━━━ Text segment

Salaries of Judges; Taxability; Independence of the Judiciary

Perfecto v. Meer [GR L-2348, 27 February 1950]


First Division, Bengzon (p): 8 concur.

 

Facts: Article VIII, section 9 of the Constitution provides that the members of the Supreme Court and all judges of inferior courts “shall receive such compensation as may be fixed by law, which shall not be diminished during their continuance in office”. It also provides that “until Congress shall provide otherwise, the Chief Justice of the Supreme Court shall receive an annual compensation of P16,000, and each Associate Justice, P15,000″. When in 1945 Justice Perfecto assumed office, Congress had not “provided otherwise”, by fixing a different salary for associate justices. He received salary at the rate provided by the Constitution, i. e., P15,000 a year. In April 1947 the Collector of Internal Revenue required Justice Gregorio Perfecto to pay income tax upon his salary as member of this Court during the year 1946.

 

After paying the amount (P802), Perfecto instituted the action in the Manila CFI contending that the assessment was illegal, his salary not being taxable for the reason that imposition of taxes thereon would reduce it in violation of the Constitution. The Manila judge upheld his contention, and required the refund of the amount collected. The defendant appealed.

 

The Supreme Court affirmed the judgment.

  1. Supreme Court cannot escape duty to resolve case even if appellee has passed away
    The death of Justice Perfecto should have freed the Court from the embarrassment of passing upon the claim of a colleague. Still, as the outcome indirectly affects all the members of the Court, consideration of the matter is not without its vexing feature. Adjudication may not be declined, because (a) the Court is not not legally disqualified; (b) jurisdiction may not be renounced, as it is the defendant who appeals to the Court, and there is no other tribunal to which the controversy may be referred; (c) supreme courts in the United States have decided similar disputes relating to themselves; (d) the question touches all the members of the judiciary from top to bottom; and (e) the issue involves the right of other constitutional officers whose compensation is equally protected by the Constitution, for instance, the President, the Auditor-General and the members of the Commission on Elections.

━━━━━━

> [Directive]:
Continue the digest of Perfecto v. Meer on the taxability of judges' salaries, beginning right after its last sentence.

━━━ Data shown

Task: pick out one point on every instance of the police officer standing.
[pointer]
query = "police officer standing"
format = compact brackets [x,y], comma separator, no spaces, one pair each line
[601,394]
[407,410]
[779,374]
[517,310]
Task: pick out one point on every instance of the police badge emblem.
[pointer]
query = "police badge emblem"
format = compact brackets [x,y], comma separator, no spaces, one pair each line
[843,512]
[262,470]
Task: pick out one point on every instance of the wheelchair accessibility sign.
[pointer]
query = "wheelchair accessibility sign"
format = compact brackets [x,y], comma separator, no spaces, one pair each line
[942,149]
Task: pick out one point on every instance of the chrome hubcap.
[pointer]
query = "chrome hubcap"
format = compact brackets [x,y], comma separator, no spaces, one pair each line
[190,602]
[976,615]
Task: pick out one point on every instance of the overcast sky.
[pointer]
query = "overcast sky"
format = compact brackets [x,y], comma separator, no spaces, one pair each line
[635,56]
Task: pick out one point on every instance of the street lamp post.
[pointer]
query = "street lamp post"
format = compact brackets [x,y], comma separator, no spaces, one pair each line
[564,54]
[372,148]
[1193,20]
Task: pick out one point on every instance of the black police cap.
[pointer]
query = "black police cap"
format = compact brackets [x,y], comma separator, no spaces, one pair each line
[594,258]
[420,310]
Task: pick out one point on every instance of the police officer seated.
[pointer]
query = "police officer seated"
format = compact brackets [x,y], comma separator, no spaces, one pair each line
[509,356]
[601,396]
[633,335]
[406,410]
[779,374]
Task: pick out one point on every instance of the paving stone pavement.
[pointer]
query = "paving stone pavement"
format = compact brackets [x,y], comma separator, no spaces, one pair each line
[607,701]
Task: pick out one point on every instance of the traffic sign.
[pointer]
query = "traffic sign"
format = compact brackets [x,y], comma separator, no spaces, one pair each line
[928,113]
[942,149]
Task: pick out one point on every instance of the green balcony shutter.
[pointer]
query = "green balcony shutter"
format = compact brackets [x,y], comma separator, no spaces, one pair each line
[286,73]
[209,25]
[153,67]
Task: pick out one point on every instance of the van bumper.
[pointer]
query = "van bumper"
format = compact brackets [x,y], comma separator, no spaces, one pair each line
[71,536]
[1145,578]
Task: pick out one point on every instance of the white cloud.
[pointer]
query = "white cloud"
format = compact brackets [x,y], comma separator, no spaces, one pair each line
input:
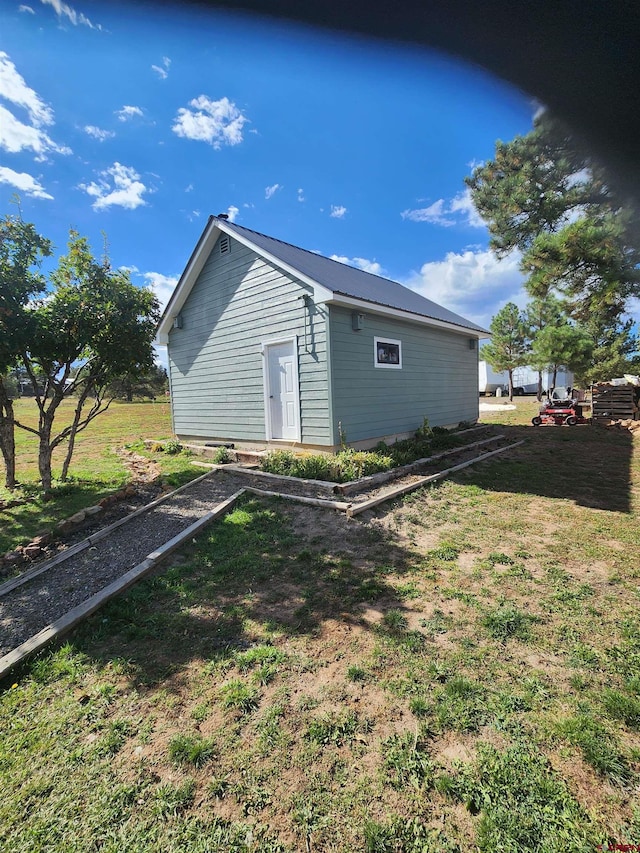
[162,70]
[458,210]
[118,186]
[473,284]
[13,88]
[216,122]
[435,214]
[98,133]
[361,264]
[27,184]
[463,204]
[162,285]
[62,10]
[17,136]
[128,112]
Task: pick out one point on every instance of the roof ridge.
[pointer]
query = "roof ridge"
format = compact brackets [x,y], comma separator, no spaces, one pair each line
[313,254]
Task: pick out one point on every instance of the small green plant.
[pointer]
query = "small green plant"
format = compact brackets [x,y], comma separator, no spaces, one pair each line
[419,706]
[191,749]
[447,552]
[522,804]
[507,621]
[342,434]
[395,621]
[259,656]
[113,739]
[221,456]
[424,431]
[598,746]
[461,705]
[172,447]
[357,673]
[239,696]
[622,707]
[499,559]
[172,800]
[406,761]
[333,728]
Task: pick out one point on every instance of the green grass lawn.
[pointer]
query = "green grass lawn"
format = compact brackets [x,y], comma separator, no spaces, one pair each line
[461,671]
[96,469]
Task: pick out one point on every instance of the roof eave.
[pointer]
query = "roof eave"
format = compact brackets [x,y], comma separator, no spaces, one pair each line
[398,313]
[198,259]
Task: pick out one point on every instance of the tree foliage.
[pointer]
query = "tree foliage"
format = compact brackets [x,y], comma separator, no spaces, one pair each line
[21,251]
[545,196]
[79,330]
[149,385]
[562,345]
[509,342]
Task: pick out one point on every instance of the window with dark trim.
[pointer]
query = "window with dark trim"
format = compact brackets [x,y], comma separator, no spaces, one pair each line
[387,353]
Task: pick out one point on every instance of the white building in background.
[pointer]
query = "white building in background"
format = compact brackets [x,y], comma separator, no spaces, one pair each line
[525,380]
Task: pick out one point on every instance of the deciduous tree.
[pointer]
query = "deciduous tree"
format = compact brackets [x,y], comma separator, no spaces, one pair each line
[73,335]
[21,251]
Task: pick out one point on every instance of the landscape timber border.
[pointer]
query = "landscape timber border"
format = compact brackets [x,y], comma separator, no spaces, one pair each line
[77,614]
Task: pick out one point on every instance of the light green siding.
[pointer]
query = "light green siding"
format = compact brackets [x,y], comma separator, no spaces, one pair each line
[438,378]
[215,360]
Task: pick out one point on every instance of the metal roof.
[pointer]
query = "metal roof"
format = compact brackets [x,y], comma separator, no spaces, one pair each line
[349,281]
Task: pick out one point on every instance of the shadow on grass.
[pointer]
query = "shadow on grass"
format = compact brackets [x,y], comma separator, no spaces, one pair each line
[249,568]
[591,466]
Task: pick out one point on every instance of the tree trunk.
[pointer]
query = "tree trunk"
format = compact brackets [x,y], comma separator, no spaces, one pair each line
[45,452]
[72,435]
[7,438]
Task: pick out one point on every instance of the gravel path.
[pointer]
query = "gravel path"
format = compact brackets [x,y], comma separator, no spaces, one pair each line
[34,605]
[38,602]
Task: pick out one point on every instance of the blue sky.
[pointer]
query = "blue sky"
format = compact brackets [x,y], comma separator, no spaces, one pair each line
[120,121]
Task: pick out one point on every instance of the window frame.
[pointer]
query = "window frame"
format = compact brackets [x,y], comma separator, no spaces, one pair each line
[382,364]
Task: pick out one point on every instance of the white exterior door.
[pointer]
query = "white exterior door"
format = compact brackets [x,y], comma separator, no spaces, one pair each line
[282,403]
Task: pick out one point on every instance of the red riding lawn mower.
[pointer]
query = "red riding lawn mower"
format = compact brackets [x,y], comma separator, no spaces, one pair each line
[560,409]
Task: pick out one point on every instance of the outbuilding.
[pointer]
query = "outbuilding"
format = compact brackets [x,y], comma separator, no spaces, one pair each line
[273,345]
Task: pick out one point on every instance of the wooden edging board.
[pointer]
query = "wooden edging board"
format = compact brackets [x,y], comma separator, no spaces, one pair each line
[82,611]
[25,577]
[401,470]
[355,509]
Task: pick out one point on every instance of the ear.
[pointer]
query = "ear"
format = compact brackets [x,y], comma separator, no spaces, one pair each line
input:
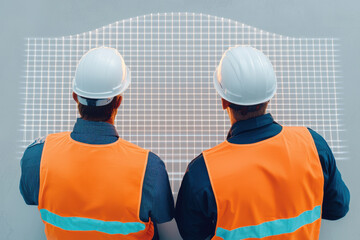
[119,100]
[225,103]
[75,97]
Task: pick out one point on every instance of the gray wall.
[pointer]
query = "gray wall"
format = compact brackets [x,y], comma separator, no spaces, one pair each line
[41,18]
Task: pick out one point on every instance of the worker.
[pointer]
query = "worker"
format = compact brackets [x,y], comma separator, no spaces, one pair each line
[90,183]
[265,181]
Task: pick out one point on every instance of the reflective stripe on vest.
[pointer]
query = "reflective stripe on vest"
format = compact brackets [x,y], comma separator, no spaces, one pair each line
[92,191]
[272,189]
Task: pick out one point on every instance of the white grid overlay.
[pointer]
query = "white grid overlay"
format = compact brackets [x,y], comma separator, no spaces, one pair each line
[171,106]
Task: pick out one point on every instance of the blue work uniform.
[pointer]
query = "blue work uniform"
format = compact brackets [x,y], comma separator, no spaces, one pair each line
[157,200]
[196,210]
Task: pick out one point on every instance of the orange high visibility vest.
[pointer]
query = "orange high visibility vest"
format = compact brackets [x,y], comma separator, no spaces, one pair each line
[92,192]
[271,189]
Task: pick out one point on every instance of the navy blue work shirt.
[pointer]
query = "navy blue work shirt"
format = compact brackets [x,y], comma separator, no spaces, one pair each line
[157,200]
[196,211]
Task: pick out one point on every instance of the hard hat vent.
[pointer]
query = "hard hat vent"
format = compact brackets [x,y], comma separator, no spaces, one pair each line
[101,73]
[245,76]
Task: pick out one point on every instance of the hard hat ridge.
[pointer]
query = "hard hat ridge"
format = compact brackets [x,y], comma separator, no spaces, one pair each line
[101,74]
[245,76]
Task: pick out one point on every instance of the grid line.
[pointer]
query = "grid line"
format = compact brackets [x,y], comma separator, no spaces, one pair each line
[171,106]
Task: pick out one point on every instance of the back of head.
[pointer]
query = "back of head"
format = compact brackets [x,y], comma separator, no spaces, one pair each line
[100,77]
[245,78]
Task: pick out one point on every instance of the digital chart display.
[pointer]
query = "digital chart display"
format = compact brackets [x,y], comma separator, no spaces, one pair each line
[171,106]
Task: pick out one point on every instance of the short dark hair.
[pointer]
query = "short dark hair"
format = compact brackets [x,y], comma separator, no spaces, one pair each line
[98,113]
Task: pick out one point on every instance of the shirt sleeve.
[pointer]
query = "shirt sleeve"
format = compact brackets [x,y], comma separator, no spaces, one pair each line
[30,172]
[336,194]
[157,201]
[195,212]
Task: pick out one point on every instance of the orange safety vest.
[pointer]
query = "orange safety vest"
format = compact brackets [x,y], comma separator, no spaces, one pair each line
[92,192]
[272,189]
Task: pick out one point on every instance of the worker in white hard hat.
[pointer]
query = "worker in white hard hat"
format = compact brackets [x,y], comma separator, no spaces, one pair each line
[90,183]
[265,181]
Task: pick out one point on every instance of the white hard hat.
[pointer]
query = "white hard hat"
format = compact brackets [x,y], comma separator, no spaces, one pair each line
[245,76]
[100,75]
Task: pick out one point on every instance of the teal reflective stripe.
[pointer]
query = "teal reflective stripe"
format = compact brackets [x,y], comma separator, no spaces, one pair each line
[276,227]
[87,224]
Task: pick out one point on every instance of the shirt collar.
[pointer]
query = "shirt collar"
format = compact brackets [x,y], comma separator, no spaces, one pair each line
[94,128]
[250,124]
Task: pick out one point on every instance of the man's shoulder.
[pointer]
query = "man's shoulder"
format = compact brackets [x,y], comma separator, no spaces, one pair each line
[155,163]
[38,141]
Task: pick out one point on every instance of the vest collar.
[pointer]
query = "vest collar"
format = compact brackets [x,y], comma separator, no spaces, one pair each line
[94,128]
[249,124]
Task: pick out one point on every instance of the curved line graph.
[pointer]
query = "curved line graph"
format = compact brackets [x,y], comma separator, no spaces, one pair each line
[171,106]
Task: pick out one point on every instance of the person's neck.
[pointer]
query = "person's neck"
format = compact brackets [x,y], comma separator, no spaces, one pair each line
[111,120]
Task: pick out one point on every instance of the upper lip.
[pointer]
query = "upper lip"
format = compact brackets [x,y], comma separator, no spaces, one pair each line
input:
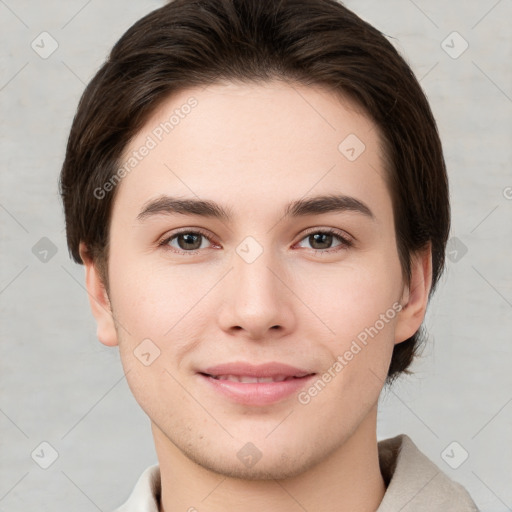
[241,369]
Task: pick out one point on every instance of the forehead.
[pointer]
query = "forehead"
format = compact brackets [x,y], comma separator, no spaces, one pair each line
[267,140]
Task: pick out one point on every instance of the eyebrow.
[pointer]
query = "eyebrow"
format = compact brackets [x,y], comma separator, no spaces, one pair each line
[167,205]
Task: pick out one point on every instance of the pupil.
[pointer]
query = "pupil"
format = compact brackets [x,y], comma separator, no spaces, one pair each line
[324,239]
[188,239]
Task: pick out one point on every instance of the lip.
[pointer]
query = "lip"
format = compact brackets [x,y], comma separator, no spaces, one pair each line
[256,393]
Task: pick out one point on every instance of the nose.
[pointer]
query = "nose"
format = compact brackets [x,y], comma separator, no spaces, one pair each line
[257,299]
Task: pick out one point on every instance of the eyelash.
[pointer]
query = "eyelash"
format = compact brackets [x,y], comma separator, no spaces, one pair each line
[345,242]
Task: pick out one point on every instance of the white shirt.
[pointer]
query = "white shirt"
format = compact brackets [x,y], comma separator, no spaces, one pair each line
[414,483]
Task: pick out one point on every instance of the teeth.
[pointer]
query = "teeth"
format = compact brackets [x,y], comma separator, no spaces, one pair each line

━━━━━━

> [Result of this exercise]:
  2. Salaries of judicial officers cannot be diminished
    The Constitution of the United States, like ours, forbids the diminution of the compensation of Judges of the Supreme Court and of inferior courts. Various states, except Wisconsin and Missouri, provide the rule where the Constitution of a state provides that the salaries of its judicial officers shall not be diminished during their continuance in office, it has been held that the state legislature cannot impose a tax upon the compensation paid to the judges of its court.
  3. Tax measures on compensations of judges in the United States
    (1st period) No attempt was made to tax the compensation of Federal judges up to 1862.
    (2nd period, 1862-1918) In July 1862, a statute was passed subjecting the salaries of “civil officers of the United States” to an income tax of 3%. Revenue officers, construed it as including the compensation of all judges, which CJ Taney , speaking for the judiciary protested to the Secretary of the Treasury. The US SC declared the act void, based on the lack of the legislative authority to reduce the compensation of members of the Judiciary and the effect of such legislation to separation of powers. The protest was unheeded, although it apparently bore the approval of the whole SC, that ordered it printed among its records. But in 1869 Attorney-General Hoar upon the request of the Secretary of the Treasury rendered an opinion agreeing with the CJ. The collection of the tax was consequently discontinued and the amounts theretofore received were all refunded. For half a century thereafter judges’ salaries were not taxed as income.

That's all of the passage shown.